### Goals:
a. In the forum thread on sand spikes, copy the text from "Those look nice" up to and including "some good work.".
b. According to the forum thread on sand spikes, why did the person who made the aluminum spikes use stainless nuts and bolts?
c. In the forum thread on sand spikes, how much did Home Depot want for a 4-foot piece of aluminum?

### Passage provided:
'''

# DIY Sand Spikes



## MrFish49 (Jun 30, 2012)

I got sick of using the PVC ones I had made and saw the prices in the aluminum ones and decided I would just make a couple for myself. Spent about 16 in materials and took about an hour to make them both.


----------



## NKlamerus (Jan 4, 2016)

Photos broken?


----------



## MrFish49 (Jun 30, 2012)

NKlamerus said:


> Photos broken?


I guess they were to large to show properly, resized them.


----------



## Bigdaddyk (May 20, 2016)

Those look nice and clean.
I've made them with t post but I like your aluminum ones much better.
Just bought 2 from academy for 15 bucks each.
Think I'll go to lowes and see if they have aluminum and copy yours.


----------



## SteveCal (Jun 21, 2014)

I made a set like that about 4 years ago and still using them. They are a lot easier on the old guys then PVC spikes. You did some good work.


----------



## MrFish49 (Jun 30, 2012)

What I noticed immediately about these when I picked them up after finishing them is how light they are compared to my pvc ones. Also used stainless nuts and bolts to avoid corrosion issues. They should have the aluminum in 8 foot pieces for around 12 dollars and change at lowes, home depot wanted 11 for a 4 foot piece.


----------

'''

(Region labeling records)
'''

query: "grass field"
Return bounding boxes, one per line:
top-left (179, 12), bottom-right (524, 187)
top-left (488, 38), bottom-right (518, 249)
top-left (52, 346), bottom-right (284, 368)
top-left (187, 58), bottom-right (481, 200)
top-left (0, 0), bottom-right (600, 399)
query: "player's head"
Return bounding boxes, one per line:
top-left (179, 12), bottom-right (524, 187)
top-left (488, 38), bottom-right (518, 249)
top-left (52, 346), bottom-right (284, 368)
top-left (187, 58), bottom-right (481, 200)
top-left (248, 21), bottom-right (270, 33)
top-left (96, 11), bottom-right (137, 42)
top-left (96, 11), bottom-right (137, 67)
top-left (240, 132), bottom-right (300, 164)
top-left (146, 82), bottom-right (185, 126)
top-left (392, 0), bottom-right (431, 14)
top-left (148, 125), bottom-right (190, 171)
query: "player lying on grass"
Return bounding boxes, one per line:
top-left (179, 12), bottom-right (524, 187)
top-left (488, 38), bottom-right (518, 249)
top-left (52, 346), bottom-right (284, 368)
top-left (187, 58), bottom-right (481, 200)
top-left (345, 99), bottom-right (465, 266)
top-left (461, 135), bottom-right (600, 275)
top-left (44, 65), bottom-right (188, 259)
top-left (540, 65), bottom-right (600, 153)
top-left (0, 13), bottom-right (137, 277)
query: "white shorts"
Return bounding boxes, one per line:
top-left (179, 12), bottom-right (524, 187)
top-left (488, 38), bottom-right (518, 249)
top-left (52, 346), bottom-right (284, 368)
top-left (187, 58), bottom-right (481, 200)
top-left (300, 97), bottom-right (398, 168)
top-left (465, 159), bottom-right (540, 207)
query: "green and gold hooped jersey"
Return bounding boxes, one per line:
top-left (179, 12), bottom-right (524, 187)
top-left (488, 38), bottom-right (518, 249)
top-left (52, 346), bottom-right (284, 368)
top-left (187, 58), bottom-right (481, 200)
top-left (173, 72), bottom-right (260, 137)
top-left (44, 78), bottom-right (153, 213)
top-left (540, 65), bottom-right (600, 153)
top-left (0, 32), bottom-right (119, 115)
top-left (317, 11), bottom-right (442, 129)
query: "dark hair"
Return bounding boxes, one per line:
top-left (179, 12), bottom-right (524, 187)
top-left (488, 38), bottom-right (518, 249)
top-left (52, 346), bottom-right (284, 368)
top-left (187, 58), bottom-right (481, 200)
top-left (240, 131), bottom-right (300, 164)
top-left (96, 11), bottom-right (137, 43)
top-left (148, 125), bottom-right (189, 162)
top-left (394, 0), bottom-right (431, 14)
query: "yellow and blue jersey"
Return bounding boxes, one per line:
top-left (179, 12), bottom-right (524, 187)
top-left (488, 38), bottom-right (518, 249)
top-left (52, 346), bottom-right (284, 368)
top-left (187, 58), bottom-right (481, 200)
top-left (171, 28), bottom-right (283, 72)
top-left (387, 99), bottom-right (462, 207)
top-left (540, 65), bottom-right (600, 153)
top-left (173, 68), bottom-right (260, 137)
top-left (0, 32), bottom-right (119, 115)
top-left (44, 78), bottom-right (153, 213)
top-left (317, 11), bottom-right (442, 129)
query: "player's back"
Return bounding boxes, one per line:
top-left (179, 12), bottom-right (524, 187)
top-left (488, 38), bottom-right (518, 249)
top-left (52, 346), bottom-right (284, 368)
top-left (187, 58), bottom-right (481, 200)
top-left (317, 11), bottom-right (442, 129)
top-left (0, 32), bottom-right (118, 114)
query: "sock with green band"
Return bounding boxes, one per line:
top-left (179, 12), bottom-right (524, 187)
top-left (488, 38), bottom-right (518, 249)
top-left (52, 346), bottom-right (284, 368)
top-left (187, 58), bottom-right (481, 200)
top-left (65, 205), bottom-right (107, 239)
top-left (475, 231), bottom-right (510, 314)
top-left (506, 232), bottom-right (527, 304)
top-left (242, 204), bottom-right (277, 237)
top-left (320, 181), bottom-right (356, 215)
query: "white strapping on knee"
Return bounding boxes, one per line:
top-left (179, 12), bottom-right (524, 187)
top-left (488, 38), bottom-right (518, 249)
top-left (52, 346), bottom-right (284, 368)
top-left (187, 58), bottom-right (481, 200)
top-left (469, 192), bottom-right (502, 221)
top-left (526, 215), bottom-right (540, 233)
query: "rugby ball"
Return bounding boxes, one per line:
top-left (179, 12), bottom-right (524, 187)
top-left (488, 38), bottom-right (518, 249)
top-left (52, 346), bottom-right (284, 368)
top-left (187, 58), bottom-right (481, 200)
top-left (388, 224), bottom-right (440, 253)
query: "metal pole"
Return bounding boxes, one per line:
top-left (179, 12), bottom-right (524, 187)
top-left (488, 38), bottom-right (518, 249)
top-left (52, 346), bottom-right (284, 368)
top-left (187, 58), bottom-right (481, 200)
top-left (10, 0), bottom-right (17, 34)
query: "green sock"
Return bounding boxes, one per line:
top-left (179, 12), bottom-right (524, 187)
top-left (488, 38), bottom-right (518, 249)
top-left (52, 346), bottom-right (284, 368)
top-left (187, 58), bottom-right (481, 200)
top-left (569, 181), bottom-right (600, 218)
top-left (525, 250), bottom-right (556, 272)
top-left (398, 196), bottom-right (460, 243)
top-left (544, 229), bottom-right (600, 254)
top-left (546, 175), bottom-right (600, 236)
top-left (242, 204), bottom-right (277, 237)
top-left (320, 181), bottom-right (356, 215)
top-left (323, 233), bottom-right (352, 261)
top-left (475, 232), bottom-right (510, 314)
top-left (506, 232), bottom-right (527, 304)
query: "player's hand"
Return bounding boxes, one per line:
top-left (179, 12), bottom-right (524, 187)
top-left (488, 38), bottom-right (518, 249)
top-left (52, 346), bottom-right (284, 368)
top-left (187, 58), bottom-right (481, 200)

'''

### Per-task outputs:
a.
Those look nice and clean.
I've made them with t post but I like your aluminum ones much better.
Just bought 2 from academy for 15 bucks each.
Think I'll go to lowes and see if they have aluminum and copy yours.


----------



## SteveCal (Jun 21, 2014)

I made a set like that about 4 years ago and still using them. They are a lot easier on the old guys then PVC spikes. You did some good work.

b. The stainless nuts and bolts were used to avoid corrosion issues.

c. Home Depot wanted 11 dollars for a 4-foot piece.